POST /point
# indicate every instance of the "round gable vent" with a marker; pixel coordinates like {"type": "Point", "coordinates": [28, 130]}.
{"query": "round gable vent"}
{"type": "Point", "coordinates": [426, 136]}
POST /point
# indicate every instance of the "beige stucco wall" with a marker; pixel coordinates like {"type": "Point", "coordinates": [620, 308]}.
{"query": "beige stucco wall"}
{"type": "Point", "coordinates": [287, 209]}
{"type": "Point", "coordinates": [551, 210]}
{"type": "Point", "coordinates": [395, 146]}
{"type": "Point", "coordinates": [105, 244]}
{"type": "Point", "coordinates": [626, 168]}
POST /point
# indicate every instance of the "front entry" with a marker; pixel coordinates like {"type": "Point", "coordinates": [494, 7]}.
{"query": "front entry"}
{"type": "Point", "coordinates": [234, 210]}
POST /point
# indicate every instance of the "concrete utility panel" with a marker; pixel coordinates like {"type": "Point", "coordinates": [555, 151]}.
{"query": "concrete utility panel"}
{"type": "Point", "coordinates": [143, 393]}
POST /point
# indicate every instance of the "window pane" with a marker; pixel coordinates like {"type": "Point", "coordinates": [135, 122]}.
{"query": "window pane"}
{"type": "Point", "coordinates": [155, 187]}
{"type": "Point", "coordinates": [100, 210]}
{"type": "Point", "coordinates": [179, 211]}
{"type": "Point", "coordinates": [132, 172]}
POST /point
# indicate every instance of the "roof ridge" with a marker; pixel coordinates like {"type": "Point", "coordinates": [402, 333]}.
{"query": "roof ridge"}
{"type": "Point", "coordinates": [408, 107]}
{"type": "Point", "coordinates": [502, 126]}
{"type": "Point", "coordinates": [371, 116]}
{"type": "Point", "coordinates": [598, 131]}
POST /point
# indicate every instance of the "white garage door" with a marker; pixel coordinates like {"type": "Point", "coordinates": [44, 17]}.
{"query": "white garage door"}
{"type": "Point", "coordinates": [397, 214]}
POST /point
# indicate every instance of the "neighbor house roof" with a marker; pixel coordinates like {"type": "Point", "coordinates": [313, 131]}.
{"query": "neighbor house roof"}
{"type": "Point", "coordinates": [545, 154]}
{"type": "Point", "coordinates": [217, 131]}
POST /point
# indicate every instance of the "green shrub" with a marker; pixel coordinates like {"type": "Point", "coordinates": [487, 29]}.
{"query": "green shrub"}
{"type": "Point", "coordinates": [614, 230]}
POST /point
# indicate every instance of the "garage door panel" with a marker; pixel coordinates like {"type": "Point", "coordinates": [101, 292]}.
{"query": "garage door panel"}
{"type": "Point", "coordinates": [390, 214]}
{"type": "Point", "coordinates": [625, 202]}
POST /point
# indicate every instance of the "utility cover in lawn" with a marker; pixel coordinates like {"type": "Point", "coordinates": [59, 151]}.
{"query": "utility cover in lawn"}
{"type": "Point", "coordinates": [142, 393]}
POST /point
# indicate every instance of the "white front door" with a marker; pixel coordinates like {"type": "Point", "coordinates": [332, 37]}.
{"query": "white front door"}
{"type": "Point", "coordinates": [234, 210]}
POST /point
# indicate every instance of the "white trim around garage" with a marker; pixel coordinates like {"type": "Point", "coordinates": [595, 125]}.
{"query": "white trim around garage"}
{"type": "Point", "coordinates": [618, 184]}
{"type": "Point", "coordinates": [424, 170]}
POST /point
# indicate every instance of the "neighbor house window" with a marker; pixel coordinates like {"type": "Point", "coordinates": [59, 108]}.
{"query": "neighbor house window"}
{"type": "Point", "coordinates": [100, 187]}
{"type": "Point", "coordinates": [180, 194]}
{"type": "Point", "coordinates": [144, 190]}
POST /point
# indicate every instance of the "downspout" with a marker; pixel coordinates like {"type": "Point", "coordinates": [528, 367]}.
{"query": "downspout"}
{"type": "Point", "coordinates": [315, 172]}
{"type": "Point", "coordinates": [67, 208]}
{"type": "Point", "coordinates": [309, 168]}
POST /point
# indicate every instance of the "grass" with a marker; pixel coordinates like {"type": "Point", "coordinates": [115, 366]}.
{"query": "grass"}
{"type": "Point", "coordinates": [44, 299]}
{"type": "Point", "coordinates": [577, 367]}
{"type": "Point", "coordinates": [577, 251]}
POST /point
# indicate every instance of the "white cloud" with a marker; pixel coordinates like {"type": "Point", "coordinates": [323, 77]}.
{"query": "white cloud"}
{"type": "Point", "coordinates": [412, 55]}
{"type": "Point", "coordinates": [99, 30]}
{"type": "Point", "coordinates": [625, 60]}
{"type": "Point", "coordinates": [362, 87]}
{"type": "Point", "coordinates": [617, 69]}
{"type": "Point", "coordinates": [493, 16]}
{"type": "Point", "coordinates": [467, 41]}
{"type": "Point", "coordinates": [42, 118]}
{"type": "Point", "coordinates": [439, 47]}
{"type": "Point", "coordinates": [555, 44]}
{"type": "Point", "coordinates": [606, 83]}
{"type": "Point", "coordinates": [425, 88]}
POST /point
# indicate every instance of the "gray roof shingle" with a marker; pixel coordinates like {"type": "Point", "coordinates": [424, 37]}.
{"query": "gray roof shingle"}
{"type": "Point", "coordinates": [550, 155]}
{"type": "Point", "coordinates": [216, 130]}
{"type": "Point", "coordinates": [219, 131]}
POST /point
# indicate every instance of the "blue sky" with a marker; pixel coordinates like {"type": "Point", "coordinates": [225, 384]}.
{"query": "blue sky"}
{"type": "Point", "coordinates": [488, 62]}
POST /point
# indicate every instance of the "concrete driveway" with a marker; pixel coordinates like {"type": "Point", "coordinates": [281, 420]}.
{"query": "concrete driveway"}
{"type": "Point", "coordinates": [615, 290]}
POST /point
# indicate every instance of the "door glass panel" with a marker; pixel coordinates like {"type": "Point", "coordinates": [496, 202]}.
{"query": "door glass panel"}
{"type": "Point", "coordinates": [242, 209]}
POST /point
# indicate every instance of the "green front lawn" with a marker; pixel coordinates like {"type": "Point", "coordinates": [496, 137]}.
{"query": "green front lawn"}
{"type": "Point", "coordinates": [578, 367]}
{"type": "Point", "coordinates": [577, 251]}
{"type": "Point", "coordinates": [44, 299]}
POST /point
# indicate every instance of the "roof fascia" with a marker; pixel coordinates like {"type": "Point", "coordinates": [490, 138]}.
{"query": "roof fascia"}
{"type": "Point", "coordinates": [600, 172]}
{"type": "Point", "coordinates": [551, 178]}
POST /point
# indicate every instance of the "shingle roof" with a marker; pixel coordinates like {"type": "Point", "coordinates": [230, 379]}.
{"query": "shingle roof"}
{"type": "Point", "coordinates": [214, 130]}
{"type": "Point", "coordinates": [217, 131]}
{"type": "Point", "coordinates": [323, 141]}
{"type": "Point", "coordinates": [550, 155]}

···

**TASK TO COMPLETE:**
Return the entries above exactly as they appear.

**COMPLETE RESPONSE:**
POST /point
# indicate every instance of the "round gable vent" with a marker; pixel coordinates like {"type": "Point", "coordinates": [28, 130]}.
{"query": "round gable vent"}
{"type": "Point", "coordinates": [426, 136]}
POST /point
# indicate every instance of the "beige stucco wall" with a marker; pixel coordinates like {"type": "Point", "coordinates": [620, 308]}.
{"query": "beige stucco wall"}
{"type": "Point", "coordinates": [287, 209]}
{"type": "Point", "coordinates": [551, 210]}
{"type": "Point", "coordinates": [395, 146]}
{"type": "Point", "coordinates": [105, 244]}
{"type": "Point", "coordinates": [626, 168]}
POST /point
# indicate every instance of the "front entry" with a marker; pixel coordinates like {"type": "Point", "coordinates": [494, 7]}.
{"query": "front entry"}
{"type": "Point", "coordinates": [234, 210]}
POST /point
# indicate every instance of the "concrete utility panel" with a marker; pixel coordinates like {"type": "Point", "coordinates": [555, 151]}.
{"query": "concrete utility panel"}
{"type": "Point", "coordinates": [143, 393]}
POST /point
# indicate every instance of the "window pane" with a marker; pixel coordinates like {"type": "Point", "coordinates": [135, 122]}.
{"query": "window pane"}
{"type": "Point", "coordinates": [155, 187]}
{"type": "Point", "coordinates": [100, 210]}
{"type": "Point", "coordinates": [179, 211]}
{"type": "Point", "coordinates": [132, 172]}
POST /point
# indicate every instance of the "roof ridge" with a marker; pixel coordinates like {"type": "Point", "coordinates": [402, 333]}.
{"query": "roof ridge"}
{"type": "Point", "coordinates": [408, 107]}
{"type": "Point", "coordinates": [502, 126]}
{"type": "Point", "coordinates": [371, 116]}
{"type": "Point", "coordinates": [598, 131]}
POST /point
# indicate every instance of the "white garage door" with a marker; pixel coordinates like {"type": "Point", "coordinates": [44, 17]}.
{"query": "white garage door"}
{"type": "Point", "coordinates": [397, 214]}
POST /point
# indicate every instance of the "neighbor house roof" with a marker; pixel coordinates like {"type": "Point", "coordinates": [313, 131]}.
{"query": "neighbor house roof"}
{"type": "Point", "coordinates": [545, 154]}
{"type": "Point", "coordinates": [217, 131]}
POST /point
# indicate every instance of the "green shrub" with a marker; pixel coordinates like {"type": "Point", "coordinates": [487, 29]}.
{"query": "green shrub"}
{"type": "Point", "coordinates": [614, 230]}
POST /point
# indicate every instance of the "garage door panel" with a marker; pixel coordinates like {"type": "Point", "coordinates": [101, 292]}.
{"query": "garage door panel"}
{"type": "Point", "coordinates": [390, 214]}
{"type": "Point", "coordinates": [625, 202]}
POST /point
# indicate every instance of the "utility cover in lawn" with a marker; pixel coordinates like {"type": "Point", "coordinates": [59, 151]}.
{"query": "utility cover in lawn"}
{"type": "Point", "coordinates": [142, 393]}
POST /point
# indicate every instance of the "white front door" with a marker; pixel coordinates like {"type": "Point", "coordinates": [332, 37]}.
{"query": "white front door"}
{"type": "Point", "coordinates": [234, 210]}
POST /point
# indicate every instance of the "white trim around garage" with a marker; pixel coordinates like {"type": "Point", "coordinates": [595, 125]}.
{"query": "white trim around garage"}
{"type": "Point", "coordinates": [618, 184]}
{"type": "Point", "coordinates": [424, 170]}
POST /point
# indicate every instance of the "neighbor house window" with a marker; pixel coordinates like {"type": "Point", "coordinates": [59, 108]}.
{"query": "neighbor house window"}
{"type": "Point", "coordinates": [100, 187]}
{"type": "Point", "coordinates": [180, 194]}
{"type": "Point", "coordinates": [144, 190]}
POST /point
# indicate every instance of the "downspout" with a marker; pixel coordinates like {"type": "Point", "coordinates": [528, 367]}.
{"query": "downspout"}
{"type": "Point", "coordinates": [315, 172]}
{"type": "Point", "coordinates": [67, 208]}
{"type": "Point", "coordinates": [309, 168]}
POST /point
# indicate every instance of the "grass" with a marker; pixel coordinates like {"type": "Point", "coordinates": [115, 366]}.
{"query": "grass"}
{"type": "Point", "coordinates": [44, 299]}
{"type": "Point", "coordinates": [577, 367]}
{"type": "Point", "coordinates": [577, 251]}
POST /point
# indicate every instance of the "white cloud" with a marker; pixel coordinates like {"type": "Point", "coordinates": [323, 77]}.
{"query": "white cloud"}
{"type": "Point", "coordinates": [412, 55]}
{"type": "Point", "coordinates": [99, 30]}
{"type": "Point", "coordinates": [625, 60]}
{"type": "Point", "coordinates": [362, 87]}
{"type": "Point", "coordinates": [617, 69]}
{"type": "Point", "coordinates": [493, 16]}
{"type": "Point", "coordinates": [467, 41]}
{"type": "Point", "coordinates": [42, 118]}
{"type": "Point", "coordinates": [439, 47]}
{"type": "Point", "coordinates": [555, 44]}
{"type": "Point", "coordinates": [606, 83]}
{"type": "Point", "coordinates": [425, 88]}
POST /point
# indicate every instance of the "gray roof shingle" with a marker; pixel coordinates like {"type": "Point", "coordinates": [424, 37]}.
{"query": "gray roof shingle"}
{"type": "Point", "coordinates": [550, 155]}
{"type": "Point", "coordinates": [216, 130]}
{"type": "Point", "coordinates": [219, 131]}
POST /point
# indicate every instance of the "blue sky" with a marker; pixel coordinates like {"type": "Point", "coordinates": [225, 384]}.
{"query": "blue sky"}
{"type": "Point", "coordinates": [488, 62]}
POST /point
# indicate every instance of the "concrete driveway" with a marker; pixel coordinates like {"type": "Point", "coordinates": [281, 420]}.
{"query": "concrete driveway"}
{"type": "Point", "coordinates": [615, 290]}
POST /point
# indicate every instance of the "door glass panel" with a marker; pixel coordinates like {"type": "Point", "coordinates": [496, 202]}.
{"query": "door glass panel"}
{"type": "Point", "coordinates": [242, 209]}
POST /point
# indicate every instance of the "green front lawn" with a marker; pixel coordinates like {"type": "Point", "coordinates": [496, 137]}.
{"query": "green front lawn"}
{"type": "Point", "coordinates": [578, 367]}
{"type": "Point", "coordinates": [577, 251]}
{"type": "Point", "coordinates": [44, 299]}
POST /point
# indicate every instance of the "roof fascia" with a marker; pixel coordinates like {"type": "Point", "coordinates": [490, 138]}.
{"query": "roof fascia"}
{"type": "Point", "coordinates": [600, 172]}
{"type": "Point", "coordinates": [551, 178]}
POST /point
# indicate every instance of the "shingle roof" with a marker; pixel coordinates like {"type": "Point", "coordinates": [230, 379]}.
{"query": "shingle roof"}
{"type": "Point", "coordinates": [214, 130]}
{"type": "Point", "coordinates": [217, 131]}
{"type": "Point", "coordinates": [323, 141]}
{"type": "Point", "coordinates": [550, 155]}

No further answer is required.